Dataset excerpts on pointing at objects
· · · · · · ·

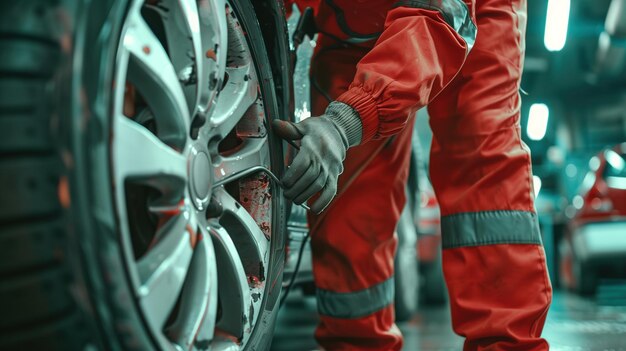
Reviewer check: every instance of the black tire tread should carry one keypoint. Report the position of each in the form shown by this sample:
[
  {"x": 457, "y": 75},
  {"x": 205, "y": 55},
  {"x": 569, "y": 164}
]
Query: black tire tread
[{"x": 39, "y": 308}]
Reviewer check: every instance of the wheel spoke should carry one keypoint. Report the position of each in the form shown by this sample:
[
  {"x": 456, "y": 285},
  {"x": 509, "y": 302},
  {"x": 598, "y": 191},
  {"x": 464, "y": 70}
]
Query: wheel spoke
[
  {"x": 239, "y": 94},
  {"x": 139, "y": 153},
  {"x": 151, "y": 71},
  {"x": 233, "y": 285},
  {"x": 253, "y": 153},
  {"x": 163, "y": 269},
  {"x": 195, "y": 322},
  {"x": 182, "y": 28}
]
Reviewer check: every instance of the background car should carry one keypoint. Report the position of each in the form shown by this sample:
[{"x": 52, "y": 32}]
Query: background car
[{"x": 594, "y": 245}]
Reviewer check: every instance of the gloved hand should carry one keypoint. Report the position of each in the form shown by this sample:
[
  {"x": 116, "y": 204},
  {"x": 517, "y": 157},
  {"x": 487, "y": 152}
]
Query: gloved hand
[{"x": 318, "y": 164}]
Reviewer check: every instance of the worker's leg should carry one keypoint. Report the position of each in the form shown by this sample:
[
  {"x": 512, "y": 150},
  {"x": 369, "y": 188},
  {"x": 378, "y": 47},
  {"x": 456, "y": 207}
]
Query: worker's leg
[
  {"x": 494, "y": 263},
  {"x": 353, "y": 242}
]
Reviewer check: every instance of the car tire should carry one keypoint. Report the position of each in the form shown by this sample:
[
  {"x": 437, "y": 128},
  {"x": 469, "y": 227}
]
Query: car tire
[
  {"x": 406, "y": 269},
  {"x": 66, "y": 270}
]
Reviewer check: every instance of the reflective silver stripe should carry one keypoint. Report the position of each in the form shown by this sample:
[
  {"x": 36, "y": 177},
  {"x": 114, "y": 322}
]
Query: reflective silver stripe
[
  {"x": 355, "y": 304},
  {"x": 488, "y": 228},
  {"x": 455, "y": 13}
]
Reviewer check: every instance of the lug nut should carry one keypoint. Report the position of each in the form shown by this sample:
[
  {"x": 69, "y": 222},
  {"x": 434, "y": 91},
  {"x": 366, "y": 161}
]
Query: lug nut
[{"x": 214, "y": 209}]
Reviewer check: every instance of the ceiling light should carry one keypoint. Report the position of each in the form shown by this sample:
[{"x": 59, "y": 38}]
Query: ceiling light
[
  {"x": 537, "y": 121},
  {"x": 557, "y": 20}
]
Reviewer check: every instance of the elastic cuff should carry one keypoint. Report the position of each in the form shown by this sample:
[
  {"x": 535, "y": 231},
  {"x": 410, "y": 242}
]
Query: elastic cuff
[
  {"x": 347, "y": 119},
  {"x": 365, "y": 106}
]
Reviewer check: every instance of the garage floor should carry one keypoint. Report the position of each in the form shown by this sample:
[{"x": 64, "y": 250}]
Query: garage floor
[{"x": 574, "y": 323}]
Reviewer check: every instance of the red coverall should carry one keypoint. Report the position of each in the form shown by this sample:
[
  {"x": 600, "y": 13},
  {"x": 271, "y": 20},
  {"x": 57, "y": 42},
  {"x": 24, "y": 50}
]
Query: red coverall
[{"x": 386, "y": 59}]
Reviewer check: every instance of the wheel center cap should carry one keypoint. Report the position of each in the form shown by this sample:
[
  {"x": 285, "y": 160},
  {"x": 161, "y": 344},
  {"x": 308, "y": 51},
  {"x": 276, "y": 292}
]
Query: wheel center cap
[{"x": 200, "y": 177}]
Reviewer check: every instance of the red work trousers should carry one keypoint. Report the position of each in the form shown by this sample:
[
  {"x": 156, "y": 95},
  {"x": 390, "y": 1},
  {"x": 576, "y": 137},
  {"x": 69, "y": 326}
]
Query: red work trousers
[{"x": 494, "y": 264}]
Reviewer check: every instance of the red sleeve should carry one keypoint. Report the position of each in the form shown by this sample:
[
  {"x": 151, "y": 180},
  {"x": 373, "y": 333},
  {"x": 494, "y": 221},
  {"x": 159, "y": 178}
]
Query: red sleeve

· · · · · · ·

**Your goal**
Switch each "Reviewer check" in the listing to "Annotator check" and write the whole listing out again with nothing else changed. Leave the pictures out.

**Answer to the exercise**
Annotator check: every instance of the black tire tread should carry one keypoint. Report the position of each in the form shown by this sample:
[
  {"x": 457, "y": 75},
  {"x": 205, "y": 55},
  {"x": 569, "y": 164}
]
Query: black tire tread
[{"x": 39, "y": 308}]
Annotator check: every instance of the wheel spoke should carry one keypoint. Report the position of each in the form shown by this sample:
[
  {"x": 456, "y": 285},
  {"x": 509, "y": 302},
  {"x": 598, "y": 191},
  {"x": 464, "y": 70}
]
Query: wheel spoke
[
  {"x": 239, "y": 94},
  {"x": 139, "y": 153},
  {"x": 151, "y": 71},
  {"x": 233, "y": 285},
  {"x": 253, "y": 153},
  {"x": 163, "y": 269},
  {"x": 195, "y": 322},
  {"x": 182, "y": 28}
]
Annotator check: every instance of the background car should carry one keypoint. Report the position of each in the form shown by this sample:
[{"x": 52, "y": 32}]
Query: background car
[{"x": 594, "y": 245}]
Annotator check: every instance of the gloved hand should carry one keypoint. Report the position of each in the form shown by this sample:
[
  {"x": 116, "y": 204},
  {"x": 517, "y": 157},
  {"x": 487, "y": 152}
]
Query: gloved hand
[{"x": 318, "y": 164}]
Annotator check: every instance of the worker's leg should carry one keypoint. Report the position of each in the form shown by this sample:
[
  {"x": 512, "y": 150},
  {"x": 369, "y": 188},
  {"x": 378, "y": 47},
  {"x": 456, "y": 207}
]
Query: worker's leg
[
  {"x": 494, "y": 263},
  {"x": 353, "y": 242}
]
Annotator check: every instance of the car tire should carry one keypoint. Report the position of each in the form shown by this sample:
[
  {"x": 437, "y": 128},
  {"x": 469, "y": 227}
]
Query: car tire
[
  {"x": 406, "y": 269},
  {"x": 66, "y": 270}
]
Annotator check: every instance of the reflective silver stripe should carry one keypoint. Report the position of each in the form shown by this sample:
[
  {"x": 36, "y": 177},
  {"x": 114, "y": 322}
]
Query: reflective silver stripe
[
  {"x": 355, "y": 304},
  {"x": 488, "y": 228},
  {"x": 455, "y": 13}
]
Annotator check: every instance of the lug nut should carry one keypoint. Report the position of each in the form shown by this sample:
[
  {"x": 69, "y": 222},
  {"x": 434, "y": 91},
  {"x": 366, "y": 161}
]
Query: lug nut
[{"x": 214, "y": 209}]
Annotator check: every instance of the ceiling light should carry one keypoint. Report the position of each in the form shown by this sample:
[{"x": 59, "y": 38}]
Query: ceiling light
[
  {"x": 537, "y": 121},
  {"x": 557, "y": 20}
]
Annotator check: every instance of the elastic cuff should carry one keypoint. Report the position of each in the form shown by this sample:
[
  {"x": 535, "y": 231},
  {"x": 410, "y": 242}
]
Query: elastic cuff
[
  {"x": 347, "y": 119},
  {"x": 365, "y": 106}
]
Annotator check: every instance of the garage floor should carry one keypoint. Report the position of each in the form shown by this sample:
[{"x": 64, "y": 250}]
Query: garage floor
[{"x": 574, "y": 323}]
Annotator check: every instance of the red coverall should carry one keypoint. Report the position of each in the form shown by this sample:
[
  {"x": 600, "y": 13},
  {"x": 271, "y": 20},
  {"x": 57, "y": 42},
  {"x": 24, "y": 50}
]
Query: red coverall
[{"x": 386, "y": 59}]
Annotator check: every instance of the wheel center cap should carry one keypoint. Report the position of each in the form shown by this sample:
[
  {"x": 285, "y": 160},
  {"x": 161, "y": 344},
  {"x": 308, "y": 51},
  {"x": 276, "y": 292}
]
Query: wheel center cap
[{"x": 200, "y": 177}]
Annotator check: every instance of the red work trousers should carry one keypoint. Report the position of each in the form shown by this sample:
[
  {"x": 156, "y": 95},
  {"x": 390, "y": 1},
  {"x": 576, "y": 137},
  {"x": 69, "y": 326}
]
Query: red work trousers
[{"x": 494, "y": 264}]
Annotator check: every instance of the red sleeve should carry one keypoint. Report the position of each in the form shown by this sample:
[
  {"x": 151, "y": 180},
  {"x": 373, "y": 333},
  {"x": 494, "y": 221},
  {"x": 159, "y": 178}
]
Query: red sleeve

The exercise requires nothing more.